*TEXTO:*
O significado e interpretação dos princípios constitucionais penais, aquando da sua aplicação a matérias disciplinares, podem, perante uma justa ponderação de interesses, sofrer alguns desvios, desde que dentro de limites razoáveis. No que ao regime disciplinar em causa diz respeito, todos os interesses em jogo são dignos de salvaguarda e não há dúvidas de que a consagração do regime em análise, nos termos já expostos, pode levar à condenação de um clube por comportamento dos adeptos nos casos em que aquele não consiga provar, by a balance of probability, a ausência de ilicitude e/ou culpa. No entanto, entende-se que é bastante difícil, senão mesmo impossível, para a entidade desportiva competente identificar, beyond a reasonable doubt, quem foi o concreto agente dos atos e, consequentemente, a culpa do clube. In casu, se os clubes não fossem sancionados pelos comportamentos dos seus adeptos mediante a aplicação de presunções judiciais as medidas que visam combater a violência associada ao desporto nos recintos desportivos, aquelas não passariam de meras intenções teóricas inexequíveis, comprometendo-se verdadeiramente o alcance dos tão proclamados objetivos.
É evidente que o princípio da presunção da inocência impõe a proibição de o administrado ser “prejulgado”, acusando-o e condenando-o sem a apresentação de provas sobre a configuração, da infração ou sem lhe ser dada a oportunidade de apresentar provas justificativas dessa mesma infração ou do cumprimento da diligência devida. Mas a verdade é que, por via de uma presunção natural de culpa, o clube não tem que fazer prova absoluta da não verificação dos pressupostos legalmente exigidos, bastando-lhe efetuar a contraprova, fundada num mero juízo de probabilidades, não se devendo, em sede disciplinar e após tomar conhecimento da acusação que lhe é dirigida, o clube arguido remeter ao silêncio, aguardando, sem mais, o desenrolar do procedimento.
Uma nota quanto ao princípio da proibição do excesso que, por sua vez, se decompõe em três subprincípios: a) princípio da conformidade ou adequação de meios; b) princípio da exigibilidade ou da necessidade; c) princípio da proporcionalidade em sentido estrito.

*DADOS FORNECIDOS:*
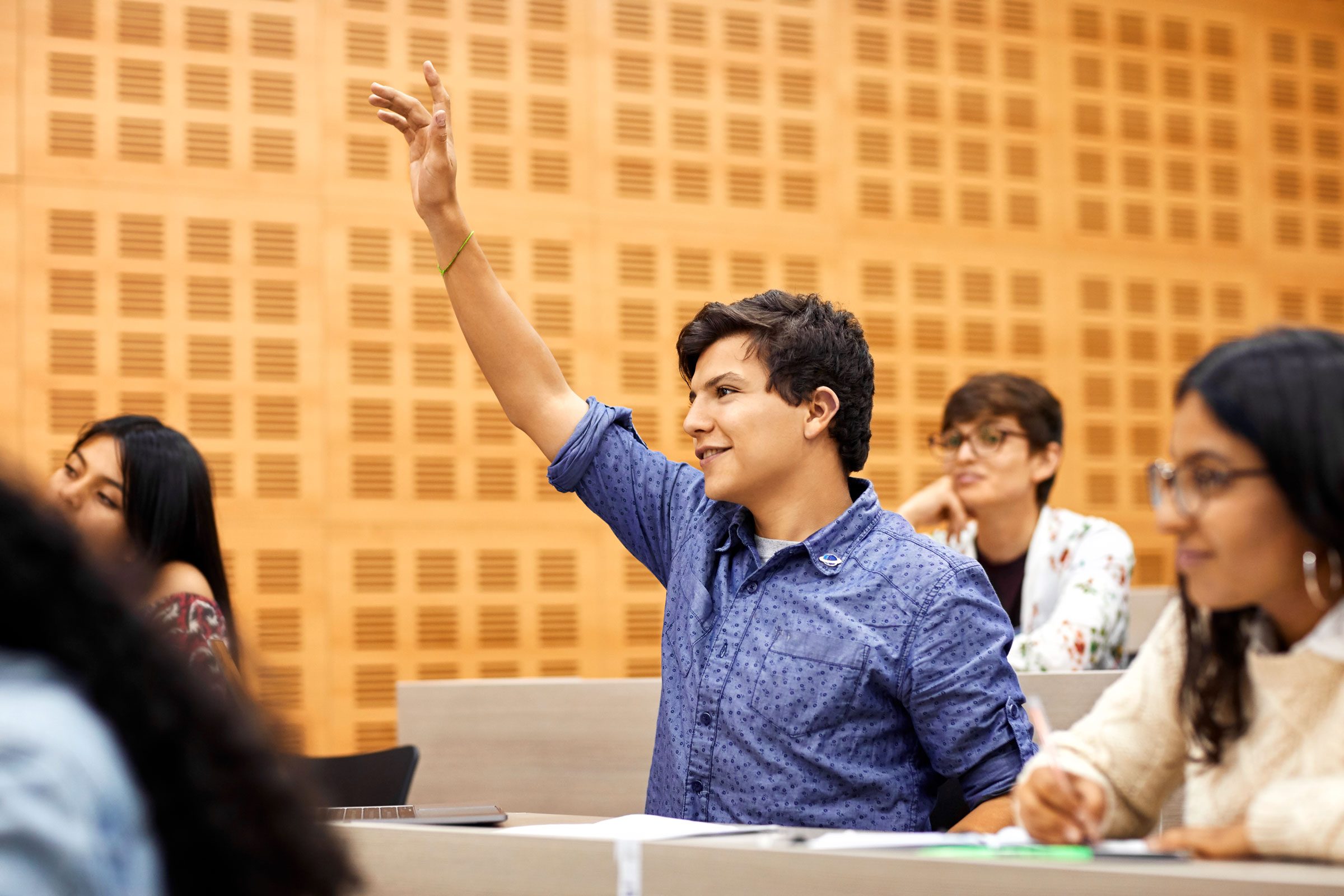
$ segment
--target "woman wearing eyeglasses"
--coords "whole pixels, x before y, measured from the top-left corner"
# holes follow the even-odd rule
[[[1134,545],[1109,520],[1046,504],[1063,437],[1044,386],[973,376],[929,439],[946,476],[898,510],[980,560],[1017,631],[1008,660],[1019,672],[1114,669],[1125,649]]]
[[[1125,676],[1030,763],[1038,840],[1152,830],[1211,857],[1344,861],[1344,336],[1284,329],[1206,355],[1149,472],[1181,600]]]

*O EXERCÍCIO:*
No texto sobre o regime disciplinar dos clubes, em que três subprincípios se decompõe o princípio da proibição do excesso? Os registos são material independente do texto.

*RESULTADO DA TAREFA:*
No princípio da conformidade ou adequação de meios, no princípio da exigibilidade ou da necessidade e no princípio da proporcionalidade em sentido estrito.